>>>>>
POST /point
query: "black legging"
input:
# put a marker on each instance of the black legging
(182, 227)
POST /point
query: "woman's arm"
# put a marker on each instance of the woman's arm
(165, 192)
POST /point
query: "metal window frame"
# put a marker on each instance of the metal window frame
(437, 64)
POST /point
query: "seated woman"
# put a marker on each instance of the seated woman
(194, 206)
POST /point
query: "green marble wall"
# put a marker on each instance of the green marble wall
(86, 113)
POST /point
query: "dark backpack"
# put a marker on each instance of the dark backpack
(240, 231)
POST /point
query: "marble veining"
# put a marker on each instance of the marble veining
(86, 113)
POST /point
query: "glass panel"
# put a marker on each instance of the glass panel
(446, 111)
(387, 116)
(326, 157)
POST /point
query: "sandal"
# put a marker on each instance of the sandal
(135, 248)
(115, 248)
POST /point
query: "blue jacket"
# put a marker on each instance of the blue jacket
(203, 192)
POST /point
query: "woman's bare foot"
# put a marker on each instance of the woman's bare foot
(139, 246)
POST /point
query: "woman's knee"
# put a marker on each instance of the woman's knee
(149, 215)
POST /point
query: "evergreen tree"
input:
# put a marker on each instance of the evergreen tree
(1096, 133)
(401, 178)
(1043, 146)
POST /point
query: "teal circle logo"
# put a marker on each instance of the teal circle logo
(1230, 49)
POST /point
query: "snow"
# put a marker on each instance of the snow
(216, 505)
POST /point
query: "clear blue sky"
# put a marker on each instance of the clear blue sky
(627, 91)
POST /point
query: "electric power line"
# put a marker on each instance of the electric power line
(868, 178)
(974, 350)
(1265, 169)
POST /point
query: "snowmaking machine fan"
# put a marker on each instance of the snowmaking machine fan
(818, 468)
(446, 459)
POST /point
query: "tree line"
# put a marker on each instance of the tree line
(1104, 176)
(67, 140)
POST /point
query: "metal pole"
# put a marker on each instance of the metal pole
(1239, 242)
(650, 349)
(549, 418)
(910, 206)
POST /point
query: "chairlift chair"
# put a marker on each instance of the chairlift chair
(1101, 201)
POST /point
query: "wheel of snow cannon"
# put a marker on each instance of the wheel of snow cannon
<<<<<
#### [ACTIVITY]
Working from the entries above, filter out every line that lacks "cannon" and copy what remains.

#### [EXERCISE RESPONSE]
query: "wheel of snow cannon"
# put a marker on each instance of the wheel of snow cannon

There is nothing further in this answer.